• _Work to do_
Revise the material from its first line through the line with "left=52, top=522, right=233, bottom=579" by changing "silver hatchback" to "gray hatchback" and leaving everything else as it is. Return only those lines.

• _Given records_
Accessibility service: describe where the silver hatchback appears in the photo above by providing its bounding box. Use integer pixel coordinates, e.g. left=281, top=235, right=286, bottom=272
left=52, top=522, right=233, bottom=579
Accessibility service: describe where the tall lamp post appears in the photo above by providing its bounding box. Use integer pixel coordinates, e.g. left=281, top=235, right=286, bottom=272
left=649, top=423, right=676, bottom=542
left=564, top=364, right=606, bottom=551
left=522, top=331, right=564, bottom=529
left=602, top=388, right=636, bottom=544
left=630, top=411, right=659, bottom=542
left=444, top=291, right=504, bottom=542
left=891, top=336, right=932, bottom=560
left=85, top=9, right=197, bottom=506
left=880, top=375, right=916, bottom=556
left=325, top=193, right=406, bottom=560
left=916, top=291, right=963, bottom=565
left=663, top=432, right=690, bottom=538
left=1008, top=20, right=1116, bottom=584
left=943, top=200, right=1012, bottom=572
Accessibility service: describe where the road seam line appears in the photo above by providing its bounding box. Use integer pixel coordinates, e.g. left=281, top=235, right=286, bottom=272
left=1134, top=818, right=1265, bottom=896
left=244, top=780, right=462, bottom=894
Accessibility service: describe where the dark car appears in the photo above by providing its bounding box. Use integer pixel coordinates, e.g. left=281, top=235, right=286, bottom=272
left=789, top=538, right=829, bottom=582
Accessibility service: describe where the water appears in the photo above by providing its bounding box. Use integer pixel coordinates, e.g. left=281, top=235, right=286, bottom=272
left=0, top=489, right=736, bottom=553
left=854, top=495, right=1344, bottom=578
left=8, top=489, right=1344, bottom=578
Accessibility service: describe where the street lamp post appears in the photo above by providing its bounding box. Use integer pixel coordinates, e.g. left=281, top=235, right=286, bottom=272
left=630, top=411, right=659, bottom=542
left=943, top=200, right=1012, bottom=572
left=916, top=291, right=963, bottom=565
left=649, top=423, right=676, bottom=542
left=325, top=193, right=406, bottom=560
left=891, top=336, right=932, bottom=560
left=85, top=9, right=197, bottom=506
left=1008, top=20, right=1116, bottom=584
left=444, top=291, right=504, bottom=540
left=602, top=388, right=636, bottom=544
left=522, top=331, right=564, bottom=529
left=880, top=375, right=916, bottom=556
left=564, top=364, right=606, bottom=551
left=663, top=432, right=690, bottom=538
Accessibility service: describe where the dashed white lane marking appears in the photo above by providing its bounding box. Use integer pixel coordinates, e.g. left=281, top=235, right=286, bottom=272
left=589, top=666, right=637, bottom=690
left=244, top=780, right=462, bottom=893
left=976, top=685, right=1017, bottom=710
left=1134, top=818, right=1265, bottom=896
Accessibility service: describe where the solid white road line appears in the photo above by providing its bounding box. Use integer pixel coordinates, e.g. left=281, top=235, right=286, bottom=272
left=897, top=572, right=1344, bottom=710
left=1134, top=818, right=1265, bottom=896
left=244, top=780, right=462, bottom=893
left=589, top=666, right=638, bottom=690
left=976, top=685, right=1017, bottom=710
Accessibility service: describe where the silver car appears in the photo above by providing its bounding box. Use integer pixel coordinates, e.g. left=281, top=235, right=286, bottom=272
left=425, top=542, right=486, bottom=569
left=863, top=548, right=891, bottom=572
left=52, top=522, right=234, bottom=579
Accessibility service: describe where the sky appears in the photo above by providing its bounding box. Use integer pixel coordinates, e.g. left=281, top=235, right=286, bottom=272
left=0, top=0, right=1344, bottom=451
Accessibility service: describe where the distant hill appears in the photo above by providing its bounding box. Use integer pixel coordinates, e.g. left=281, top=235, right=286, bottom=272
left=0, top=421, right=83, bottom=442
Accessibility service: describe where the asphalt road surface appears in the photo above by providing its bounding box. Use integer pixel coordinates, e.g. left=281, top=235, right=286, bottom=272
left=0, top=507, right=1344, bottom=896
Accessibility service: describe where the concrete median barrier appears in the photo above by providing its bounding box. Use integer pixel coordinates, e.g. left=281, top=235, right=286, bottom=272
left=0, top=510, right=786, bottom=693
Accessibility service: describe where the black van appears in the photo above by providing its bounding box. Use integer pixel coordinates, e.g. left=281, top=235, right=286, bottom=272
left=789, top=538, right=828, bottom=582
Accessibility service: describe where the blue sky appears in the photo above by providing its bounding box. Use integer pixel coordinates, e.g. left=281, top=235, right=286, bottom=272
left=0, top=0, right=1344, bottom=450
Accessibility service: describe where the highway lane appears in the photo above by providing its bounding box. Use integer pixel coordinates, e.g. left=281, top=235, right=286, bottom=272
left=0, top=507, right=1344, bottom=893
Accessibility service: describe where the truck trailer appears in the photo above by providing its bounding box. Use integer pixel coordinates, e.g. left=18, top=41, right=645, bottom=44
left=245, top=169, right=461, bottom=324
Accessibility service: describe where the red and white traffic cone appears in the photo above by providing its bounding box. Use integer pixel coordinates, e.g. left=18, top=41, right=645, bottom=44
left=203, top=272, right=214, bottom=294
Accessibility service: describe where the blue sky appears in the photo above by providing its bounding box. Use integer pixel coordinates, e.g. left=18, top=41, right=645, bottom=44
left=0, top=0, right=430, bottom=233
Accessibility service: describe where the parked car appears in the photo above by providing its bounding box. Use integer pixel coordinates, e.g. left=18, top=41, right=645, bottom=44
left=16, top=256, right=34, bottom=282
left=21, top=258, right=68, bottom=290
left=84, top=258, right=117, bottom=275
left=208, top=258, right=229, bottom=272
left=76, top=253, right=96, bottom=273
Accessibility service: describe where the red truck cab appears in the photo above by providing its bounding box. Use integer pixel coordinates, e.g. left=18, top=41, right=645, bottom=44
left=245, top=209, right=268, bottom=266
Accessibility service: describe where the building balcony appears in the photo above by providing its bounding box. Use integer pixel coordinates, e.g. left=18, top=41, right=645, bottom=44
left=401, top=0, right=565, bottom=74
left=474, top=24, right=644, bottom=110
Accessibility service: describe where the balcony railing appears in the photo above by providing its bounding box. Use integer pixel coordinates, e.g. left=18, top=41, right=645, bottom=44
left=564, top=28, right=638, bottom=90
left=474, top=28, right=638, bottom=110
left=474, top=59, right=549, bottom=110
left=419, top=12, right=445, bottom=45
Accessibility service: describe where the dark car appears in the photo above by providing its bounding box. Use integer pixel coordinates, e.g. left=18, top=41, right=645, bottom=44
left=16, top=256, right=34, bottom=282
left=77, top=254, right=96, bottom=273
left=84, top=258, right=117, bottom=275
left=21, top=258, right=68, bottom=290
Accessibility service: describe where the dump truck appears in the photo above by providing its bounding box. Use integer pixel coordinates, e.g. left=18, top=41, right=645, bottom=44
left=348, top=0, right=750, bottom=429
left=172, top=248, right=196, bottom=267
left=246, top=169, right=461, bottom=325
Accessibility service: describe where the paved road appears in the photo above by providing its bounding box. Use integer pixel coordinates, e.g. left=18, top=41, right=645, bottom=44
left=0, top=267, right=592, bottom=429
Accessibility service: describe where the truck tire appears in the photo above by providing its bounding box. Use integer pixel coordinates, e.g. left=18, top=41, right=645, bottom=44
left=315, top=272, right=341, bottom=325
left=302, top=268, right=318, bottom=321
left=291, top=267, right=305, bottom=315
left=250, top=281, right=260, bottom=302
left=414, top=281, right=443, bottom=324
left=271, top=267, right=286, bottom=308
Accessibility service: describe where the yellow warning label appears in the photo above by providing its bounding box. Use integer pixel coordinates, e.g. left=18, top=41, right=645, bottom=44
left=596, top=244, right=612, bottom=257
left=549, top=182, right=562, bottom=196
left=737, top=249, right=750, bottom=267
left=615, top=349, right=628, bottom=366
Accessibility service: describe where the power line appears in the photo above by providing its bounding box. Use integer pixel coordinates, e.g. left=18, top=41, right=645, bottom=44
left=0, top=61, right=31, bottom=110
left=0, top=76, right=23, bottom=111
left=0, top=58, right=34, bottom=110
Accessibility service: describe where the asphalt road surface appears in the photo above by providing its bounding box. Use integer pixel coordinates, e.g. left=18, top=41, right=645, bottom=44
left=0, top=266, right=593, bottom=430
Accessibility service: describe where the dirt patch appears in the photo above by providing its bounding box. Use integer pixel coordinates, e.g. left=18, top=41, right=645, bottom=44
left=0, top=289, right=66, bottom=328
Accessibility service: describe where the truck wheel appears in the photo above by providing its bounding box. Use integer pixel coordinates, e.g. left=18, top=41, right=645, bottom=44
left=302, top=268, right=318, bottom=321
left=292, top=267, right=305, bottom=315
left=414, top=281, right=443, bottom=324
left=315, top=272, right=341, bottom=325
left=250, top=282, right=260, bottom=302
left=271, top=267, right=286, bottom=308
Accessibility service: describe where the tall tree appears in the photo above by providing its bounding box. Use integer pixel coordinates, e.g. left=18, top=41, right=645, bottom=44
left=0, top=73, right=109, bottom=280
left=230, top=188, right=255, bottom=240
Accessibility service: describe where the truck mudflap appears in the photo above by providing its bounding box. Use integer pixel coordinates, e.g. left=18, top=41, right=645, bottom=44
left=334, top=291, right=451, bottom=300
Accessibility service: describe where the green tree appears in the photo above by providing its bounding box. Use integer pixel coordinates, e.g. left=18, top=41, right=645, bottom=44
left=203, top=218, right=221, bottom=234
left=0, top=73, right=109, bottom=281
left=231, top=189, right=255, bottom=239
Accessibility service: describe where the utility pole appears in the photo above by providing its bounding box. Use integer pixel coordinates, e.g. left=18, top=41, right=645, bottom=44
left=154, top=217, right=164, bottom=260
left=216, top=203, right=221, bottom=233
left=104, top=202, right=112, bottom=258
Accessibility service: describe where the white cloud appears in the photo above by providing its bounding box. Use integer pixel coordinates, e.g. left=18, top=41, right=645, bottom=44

• _Full output_
Accessibility service: describe where the gray hatchback appears in the photo above by providing its bounding box. Use integer pixel coordinates, e.g. left=281, top=235, right=286, bottom=272
left=52, top=522, right=233, bottom=579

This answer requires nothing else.